**Instructions for the task:** Here the whole listing must be retyped exactly, with no line omitted.

**Stored data:**
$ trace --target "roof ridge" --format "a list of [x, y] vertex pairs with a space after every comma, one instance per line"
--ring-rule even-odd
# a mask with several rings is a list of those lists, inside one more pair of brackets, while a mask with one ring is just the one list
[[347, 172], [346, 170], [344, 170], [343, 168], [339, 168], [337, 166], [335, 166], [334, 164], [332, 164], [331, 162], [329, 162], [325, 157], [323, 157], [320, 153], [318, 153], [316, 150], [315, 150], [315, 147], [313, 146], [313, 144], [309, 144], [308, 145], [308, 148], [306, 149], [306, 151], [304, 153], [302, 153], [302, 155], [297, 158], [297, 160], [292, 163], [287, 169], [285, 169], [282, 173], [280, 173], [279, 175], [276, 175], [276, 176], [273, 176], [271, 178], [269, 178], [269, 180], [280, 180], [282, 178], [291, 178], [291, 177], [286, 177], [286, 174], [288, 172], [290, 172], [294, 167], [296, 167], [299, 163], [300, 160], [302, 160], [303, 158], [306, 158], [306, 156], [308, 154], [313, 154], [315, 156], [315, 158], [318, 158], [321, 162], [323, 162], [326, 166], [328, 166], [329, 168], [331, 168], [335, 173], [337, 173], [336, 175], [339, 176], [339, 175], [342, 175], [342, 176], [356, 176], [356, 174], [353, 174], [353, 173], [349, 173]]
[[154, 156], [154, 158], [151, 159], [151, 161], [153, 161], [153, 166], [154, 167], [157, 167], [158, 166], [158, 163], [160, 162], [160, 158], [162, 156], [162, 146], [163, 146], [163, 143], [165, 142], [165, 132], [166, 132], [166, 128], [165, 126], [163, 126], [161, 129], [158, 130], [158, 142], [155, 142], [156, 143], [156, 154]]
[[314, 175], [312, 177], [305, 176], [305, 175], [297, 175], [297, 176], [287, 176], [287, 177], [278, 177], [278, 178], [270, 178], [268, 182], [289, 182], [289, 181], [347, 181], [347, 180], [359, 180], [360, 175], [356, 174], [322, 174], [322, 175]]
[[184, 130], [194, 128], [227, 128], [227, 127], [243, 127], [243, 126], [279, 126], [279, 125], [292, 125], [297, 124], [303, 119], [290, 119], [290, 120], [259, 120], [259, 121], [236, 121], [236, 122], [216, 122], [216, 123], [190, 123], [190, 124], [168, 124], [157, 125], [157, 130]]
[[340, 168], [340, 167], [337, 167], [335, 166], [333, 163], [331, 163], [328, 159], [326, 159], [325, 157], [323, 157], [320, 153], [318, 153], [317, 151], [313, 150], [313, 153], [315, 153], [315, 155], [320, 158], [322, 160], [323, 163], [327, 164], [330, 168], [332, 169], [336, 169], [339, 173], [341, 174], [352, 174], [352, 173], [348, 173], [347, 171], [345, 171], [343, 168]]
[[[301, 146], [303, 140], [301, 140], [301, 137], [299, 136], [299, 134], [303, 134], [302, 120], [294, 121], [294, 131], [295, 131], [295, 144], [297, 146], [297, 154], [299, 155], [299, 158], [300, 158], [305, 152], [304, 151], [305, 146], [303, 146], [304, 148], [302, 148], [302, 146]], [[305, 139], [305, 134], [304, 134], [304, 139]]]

**Task solution:**
$ trace --target "roof ridge" --format "a list of [x, y] vertex pairs with a space after every comma, one instance per line"
--ring-rule even-odd
# a mask with several rings is a list of those lists, inside one more pair of brackets, while a mask with one ring is just the one list
[[347, 172], [346, 170], [344, 170], [343, 168], [339, 168], [337, 166], [335, 166], [334, 164], [332, 164], [331, 162], [329, 162], [325, 157], [323, 157], [320, 153], [318, 153], [316, 150], [315, 150], [315, 147], [313, 146], [313, 144], [309, 144], [308, 145], [308, 148], [306, 149], [306, 151], [304, 153], [302, 153], [302, 155], [297, 158], [297, 160], [292, 163], [287, 169], [285, 169], [282, 173], [280, 173], [279, 175], [276, 175], [276, 176], [273, 176], [271, 178], [269, 178], [269, 180], [280, 180], [282, 178], [291, 178], [291, 177], [286, 177], [286, 174], [288, 172], [290, 172], [294, 167], [296, 167], [299, 163], [300, 160], [302, 160], [303, 158], [306, 158], [306, 156], [308, 154], [313, 154], [315, 156], [315, 158], [318, 158], [321, 162], [323, 162], [326, 166], [328, 166], [329, 168], [331, 168], [335, 173], [337, 173], [336, 175], [339, 176], [339, 175], [342, 175], [342, 176], [356, 176], [356, 174], [353, 174], [353, 173], [349, 173]]
[[154, 156], [154, 158], [151, 159], [151, 161], [153, 161], [153, 166], [154, 167], [157, 167], [158, 166], [158, 163], [160, 162], [160, 158], [162, 156], [162, 146], [163, 146], [163, 143], [165, 142], [165, 132], [166, 132], [166, 128], [165, 126], [163, 126], [161, 129], [158, 130], [158, 142], [155, 142], [156, 143], [156, 154]]
[[314, 175], [312, 177], [305, 176], [305, 175], [297, 175], [297, 176], [287, 176], [287, 177], [278, 177], [278, 178], [270, 178], [268, 182], [289, 182], [289, 181], [347, 181], [347, 180], [359, 180], [360, 175], [356, 174], [322, 174], [322, 175]]
[[184, 130], [194, 128], [227, 128], [227, 127], [243, 127], [243, 126], [279, 126], [279, 125], [292, 125], [297, 124], [303, 119], [290, 119], [290, 120], [259, 120], [259, 121], [236, 121], [236, 122], [216, 122], [216, 123], [190, 123], [190, 124], [168, 124], [157, 125], [157, 130]]
[[340, 168], [340, 167], [337, 167], [335, 166], [333, 163], [331, 163], [328, 159], [326, 159], [325, 157], [323, 157], [320, 153], [318, 153], [317, 151], [313, 150], [313, 153], [315, 153], [315, 155], [320, 158], [322, 160], [323, 163], [327, 164], [330, 168], [332, 169], [336, 169], [339, 173], [341, 174], [352, 174], [352, 173], [348, 173], [347, 171], [345, 171], [343, 168]]
[[[301, 146], [303, 140], [301, 140], [301, 137], [299, 136], [299, 134], [303, 134], [302, 120], [294, 121], [294, 131], [295, 131], [295, 144], [297, 146], [297, 154], [299, 155], [299, 158], [300, 158], [305, 152], [304, 151], [305, 146], [303, 146], [304, 148], [302, 148], [302, 146]], [[305, 139], [305, 134], [304, 134], [304, 139]]]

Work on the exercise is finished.